Stranger on the Third Floor is currently unavailable on DVD. There was a VHS released by Turner Home Entertainment in 1991. Film Noir sets have become increasingly popular over the last couple of years. Studios such as Fox, Warner Bros. and Universal have released both celebrated and obscure noirs. If history is any guide, this film will receive the DVD treatment in due time, if for nothing else than as a nod to the influence of Peter Lorre.

[Image point grounding data]
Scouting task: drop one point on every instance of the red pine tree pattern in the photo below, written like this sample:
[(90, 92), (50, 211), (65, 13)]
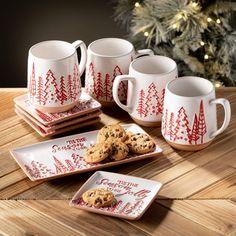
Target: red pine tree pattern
[(77, 79), (140, 109), (202, 129), (90, 80), (161, 104), (51, 92), (122, 90), (60, 167), (181, 130), (40, 98), (165, 123), (171, 126), (70, 89), (152, 101), (107, 88), (70, 165), (32, 85), (194, 131), (43, 115), (62, 94), (98, 84), (35, 170)]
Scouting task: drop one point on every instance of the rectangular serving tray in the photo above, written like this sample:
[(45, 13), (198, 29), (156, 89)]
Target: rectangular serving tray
[(65, 156)]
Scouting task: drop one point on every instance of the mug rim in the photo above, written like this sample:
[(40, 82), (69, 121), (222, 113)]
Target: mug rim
[(55, 59), (190, 78), (110, 56), (152, 74)]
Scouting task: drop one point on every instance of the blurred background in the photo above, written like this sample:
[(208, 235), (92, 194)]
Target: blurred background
[(200, 35), (25, 23)]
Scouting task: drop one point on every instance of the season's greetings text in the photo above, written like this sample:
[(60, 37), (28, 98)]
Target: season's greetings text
[(121, 187), (71, 144)]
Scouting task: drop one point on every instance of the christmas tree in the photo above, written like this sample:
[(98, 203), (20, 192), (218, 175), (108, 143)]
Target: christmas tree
[(40, 99), (62, 92), (140, 109), (197, 34), (181, 130), (152, 101), (107, 88), (201, 122)]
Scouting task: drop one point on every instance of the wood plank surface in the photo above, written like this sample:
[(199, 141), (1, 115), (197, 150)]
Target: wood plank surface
[(198, 195)]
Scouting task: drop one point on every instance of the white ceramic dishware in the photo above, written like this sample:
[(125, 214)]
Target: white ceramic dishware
[(65, 156), (54, 75), (107, 58), (189, 119), (85, 105), (147, 79), (133, 195)]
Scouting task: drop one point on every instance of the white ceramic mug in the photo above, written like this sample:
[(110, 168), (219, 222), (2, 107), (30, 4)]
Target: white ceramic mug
[(147, 79), (107, 58), (189, 119), (54, 75)]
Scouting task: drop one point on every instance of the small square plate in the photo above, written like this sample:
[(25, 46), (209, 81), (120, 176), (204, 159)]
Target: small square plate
[(86, 105), (133, 195), (50, 133), (65, 156), (63, 124)]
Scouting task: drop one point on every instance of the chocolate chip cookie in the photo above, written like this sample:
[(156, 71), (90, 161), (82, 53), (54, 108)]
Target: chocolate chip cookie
[(98, 152), (119, 150), (114, 131), (140, 143), (98, 197)]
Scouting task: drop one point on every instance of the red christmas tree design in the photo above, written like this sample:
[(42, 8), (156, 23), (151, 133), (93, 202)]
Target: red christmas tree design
[(32, 84), (116, 71), (99, 92), (194, 133), (140, 109), (202, 129), (63, 96), (35, 170), (164, 122), (90, 81), (77, 79), (122, 90), (107, 88), (181, 130), (171, 125), (43, 116), (51, 91), (40, 99), (70, 165), (60, 167), (152, 101), (70, 88), (160, 107)]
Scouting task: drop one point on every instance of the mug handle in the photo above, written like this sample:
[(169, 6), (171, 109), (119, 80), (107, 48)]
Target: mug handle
[(226, 105), (82, 64), (115, 88), (143, 52)]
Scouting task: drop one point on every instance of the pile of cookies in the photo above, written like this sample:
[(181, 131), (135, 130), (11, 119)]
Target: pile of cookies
[(114, 144), (98, 197)]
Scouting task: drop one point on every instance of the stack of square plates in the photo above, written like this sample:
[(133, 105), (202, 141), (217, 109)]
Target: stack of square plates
[(86, 112)]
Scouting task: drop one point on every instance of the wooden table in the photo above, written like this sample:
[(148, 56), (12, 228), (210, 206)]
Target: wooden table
[(198, 197)]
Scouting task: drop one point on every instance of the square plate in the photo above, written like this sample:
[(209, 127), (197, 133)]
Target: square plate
[(66, 123), (86, 105), (133, 195), (49, 133), (64, 156)]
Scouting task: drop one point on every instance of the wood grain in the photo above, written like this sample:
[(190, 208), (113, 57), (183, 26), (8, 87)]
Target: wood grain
[(198, 195)]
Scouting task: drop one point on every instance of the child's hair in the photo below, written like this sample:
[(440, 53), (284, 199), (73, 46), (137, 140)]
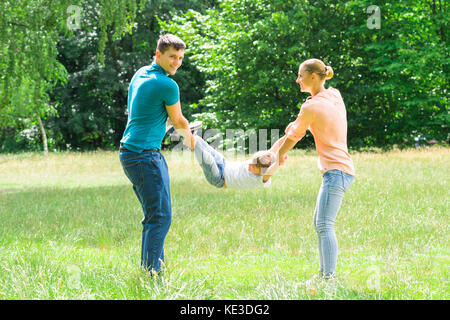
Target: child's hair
[(263, 159)]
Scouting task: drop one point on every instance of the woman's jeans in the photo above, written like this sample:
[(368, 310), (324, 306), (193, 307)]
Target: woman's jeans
[(149, 174), (211, 161), (334, 185)]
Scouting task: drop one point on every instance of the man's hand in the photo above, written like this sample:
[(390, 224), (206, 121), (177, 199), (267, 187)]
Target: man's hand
[(282, 158), (181, 124)]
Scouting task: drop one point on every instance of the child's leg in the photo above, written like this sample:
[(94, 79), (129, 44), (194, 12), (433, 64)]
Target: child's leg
[(211, 161)]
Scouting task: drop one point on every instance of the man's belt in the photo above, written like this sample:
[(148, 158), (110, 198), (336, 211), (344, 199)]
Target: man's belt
[(123, 149)]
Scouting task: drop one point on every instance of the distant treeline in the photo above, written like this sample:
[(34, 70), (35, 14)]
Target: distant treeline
[(390, 60)]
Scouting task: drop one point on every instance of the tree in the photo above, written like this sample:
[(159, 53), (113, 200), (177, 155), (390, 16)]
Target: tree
[(29, 68), (251, 49)]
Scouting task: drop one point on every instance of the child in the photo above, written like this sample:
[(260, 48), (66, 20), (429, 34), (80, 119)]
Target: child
[(253, 173)]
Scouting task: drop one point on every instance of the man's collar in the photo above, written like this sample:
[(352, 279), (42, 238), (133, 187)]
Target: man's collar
[(156, 67)]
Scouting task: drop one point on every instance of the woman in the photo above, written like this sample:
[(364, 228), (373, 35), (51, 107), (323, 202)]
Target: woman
[(324, 115)]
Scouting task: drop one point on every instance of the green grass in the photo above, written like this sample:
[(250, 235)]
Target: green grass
[(70, 229)]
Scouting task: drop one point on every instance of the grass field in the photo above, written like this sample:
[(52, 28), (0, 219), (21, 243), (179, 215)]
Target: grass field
[(70, 229)]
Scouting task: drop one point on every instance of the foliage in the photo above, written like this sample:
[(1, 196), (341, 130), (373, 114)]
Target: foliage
[(29, 66), (393, 88)]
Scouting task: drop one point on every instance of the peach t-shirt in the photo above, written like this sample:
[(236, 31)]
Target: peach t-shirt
[(325, 116)]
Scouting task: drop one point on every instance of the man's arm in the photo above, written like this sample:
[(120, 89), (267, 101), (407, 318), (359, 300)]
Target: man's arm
[(180, 124)]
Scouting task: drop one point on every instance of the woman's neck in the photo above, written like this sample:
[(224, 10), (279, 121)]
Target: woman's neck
[(317, 90)]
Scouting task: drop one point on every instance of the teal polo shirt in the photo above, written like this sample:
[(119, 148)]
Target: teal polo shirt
[(149, 92)]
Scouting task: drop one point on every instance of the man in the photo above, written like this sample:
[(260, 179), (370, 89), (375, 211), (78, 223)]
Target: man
[(152, 97)]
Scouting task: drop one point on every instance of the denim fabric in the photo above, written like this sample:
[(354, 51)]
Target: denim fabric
[(334, 185), (211, 161), (149, 174)]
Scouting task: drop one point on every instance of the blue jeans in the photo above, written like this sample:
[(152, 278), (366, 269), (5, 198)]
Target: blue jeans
[(334, 185), (149, 174), (211, 161)]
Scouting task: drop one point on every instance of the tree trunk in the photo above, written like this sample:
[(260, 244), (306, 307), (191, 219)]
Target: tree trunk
[(44, 136)]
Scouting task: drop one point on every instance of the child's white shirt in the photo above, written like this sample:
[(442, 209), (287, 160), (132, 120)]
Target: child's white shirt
[(237, 176)]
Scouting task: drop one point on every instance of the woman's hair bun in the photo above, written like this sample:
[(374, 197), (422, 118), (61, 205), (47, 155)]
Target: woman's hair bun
[(329, 72)]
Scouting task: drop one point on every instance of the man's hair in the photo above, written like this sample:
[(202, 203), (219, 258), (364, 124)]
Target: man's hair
[(317, 66), (263, 159), (170, 40)]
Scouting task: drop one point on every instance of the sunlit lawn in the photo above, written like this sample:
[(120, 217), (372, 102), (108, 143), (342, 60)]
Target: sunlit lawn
[(70, 229)]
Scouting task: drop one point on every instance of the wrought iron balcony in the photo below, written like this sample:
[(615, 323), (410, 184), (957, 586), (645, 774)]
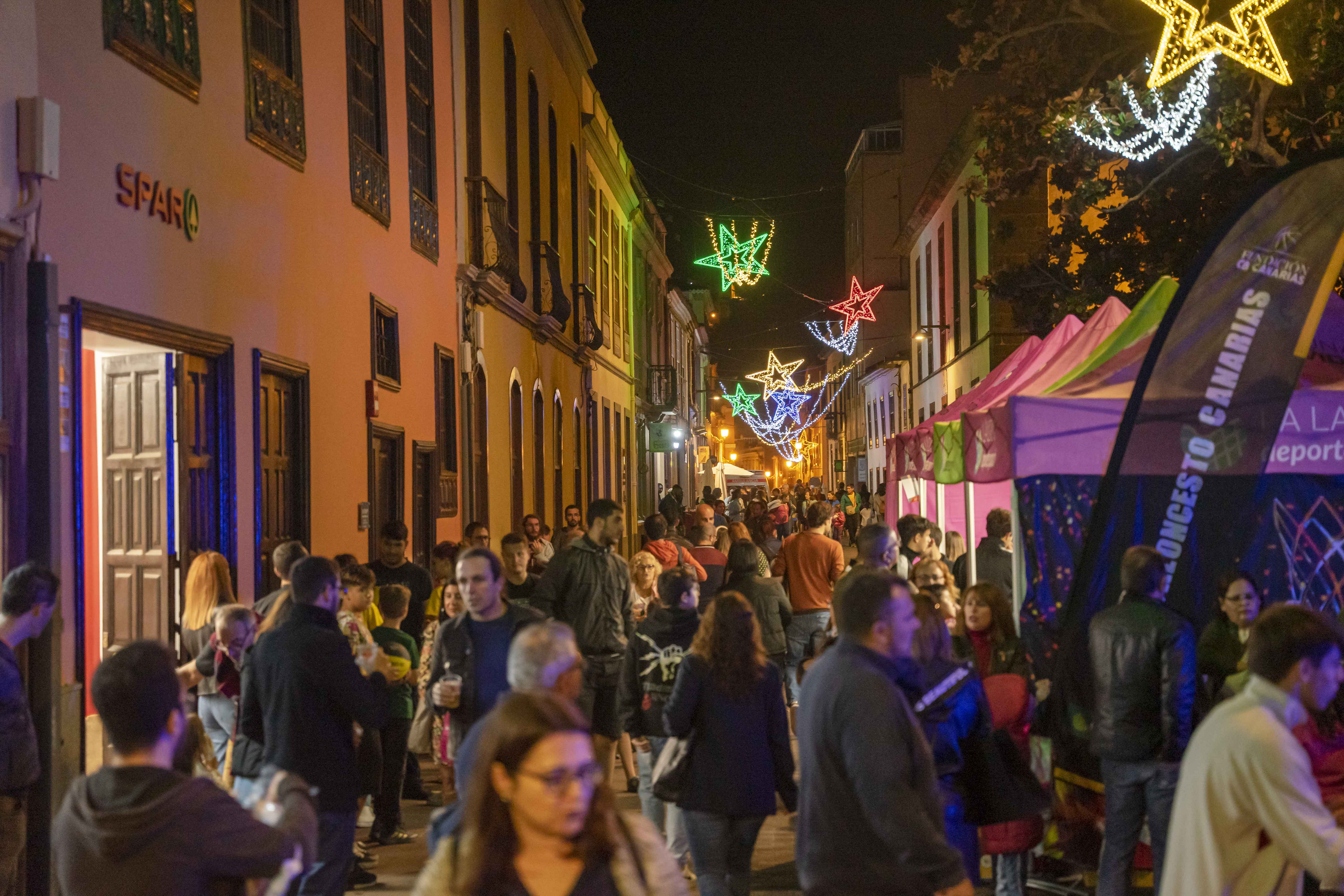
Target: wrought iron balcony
[(662, 388), (494, 241), (587, 331), (548, 287)]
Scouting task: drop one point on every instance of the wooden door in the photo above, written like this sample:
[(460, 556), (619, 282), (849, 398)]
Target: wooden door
[(424, 500), (198, 441), (136, 454), (386, 475), (280, 469)]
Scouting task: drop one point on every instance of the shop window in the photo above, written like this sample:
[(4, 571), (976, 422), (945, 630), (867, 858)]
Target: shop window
[(275, 86), (158, 38), (420, 129), (366, 99), (388, 354)]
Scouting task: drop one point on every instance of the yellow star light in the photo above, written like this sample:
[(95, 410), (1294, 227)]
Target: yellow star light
[(1186, 43), (776, 375)]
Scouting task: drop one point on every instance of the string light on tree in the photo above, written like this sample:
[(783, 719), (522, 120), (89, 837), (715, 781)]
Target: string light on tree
[(1169, 125), (734, 258), (1187, 39)]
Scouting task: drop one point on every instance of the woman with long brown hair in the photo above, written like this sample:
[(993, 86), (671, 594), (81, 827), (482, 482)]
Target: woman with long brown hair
[(540, 820), (209, 588), (729, 699)]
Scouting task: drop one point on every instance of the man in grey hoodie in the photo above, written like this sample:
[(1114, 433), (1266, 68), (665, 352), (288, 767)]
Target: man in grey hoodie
[(139, 828)]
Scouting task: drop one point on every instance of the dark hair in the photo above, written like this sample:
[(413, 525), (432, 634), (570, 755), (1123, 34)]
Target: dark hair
[(911, 526), (135, 691), (518, 723), (864, 601), (819, 514), (485, 554), (998, 523), (446, 551), (1001, 612), (358, 577), (743, 561), (286, 555), (394, 530), (872, 539), (394, 600), (1287, 633), (729, 640), (1142, 570), (674, 584), (25, 585), (311, 577), (655, 527), (601, 508)]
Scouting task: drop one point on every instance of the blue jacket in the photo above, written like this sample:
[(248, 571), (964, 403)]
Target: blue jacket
[(741, 754)]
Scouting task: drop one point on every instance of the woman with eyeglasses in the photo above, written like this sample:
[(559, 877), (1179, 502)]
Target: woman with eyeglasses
[(541, 821), (1221, 655), (729, 699)]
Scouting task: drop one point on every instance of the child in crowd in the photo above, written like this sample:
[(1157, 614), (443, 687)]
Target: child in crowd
[(400, 648)]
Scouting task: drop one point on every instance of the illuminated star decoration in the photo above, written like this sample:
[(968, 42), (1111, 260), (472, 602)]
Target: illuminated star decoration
[(776, 375), (741, 400), (858, 307), (737, 261), (1185, 43), (790, 402), (1170, 125)]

■ Assigned task 1 ■
In the passage about Stranger on the Third Floor, which company released the film on VHS in 1991?
■ Assigned task 2 ■
Do the following statements agree with the passage about Stranger on the Third Floor? Answer yes or no for each, quoting the words that decide it.
(a) The film can currently be bought on DVD.
(b) Fox is one of the studios that has released noirs.
(c) The VHS came out in 1995.
■ Assigned task 3 ■
Write the next part of the passage about Stranger on the Third Floor, picking up after its final sentence.

■ Response area 1 ■
Turner Home Entertainment.

■ Response area 2 ■
(a) No: "Stranger on the Third Floor is currently unavailable on DVD."
(b) Yes: "Studios such as Fox, Warner Bros. and Universal have released both celebrated and obscure noirs."
(c) No: "There was a VHS released by Turner Home Entertainment in 1991."

■ Response area 3 ■
How do you like your noirs? Gritty. Realistic. Thrilling. Classic. No matter which you choose, you’ll find this film a combination of everything. In terms of running time, it’s not the longest film in the world, but sometimes less is more. This is a late night on the couch type of story. The mystery element grips the viewer until the last minute and it’s the very thing that makes the film work. You don’t always need an all-star cast to create something memorable and Stranger on the Third Floor is the proof. In fact, one viewing may have you looking twice at the suspicious characters around your neighborhood.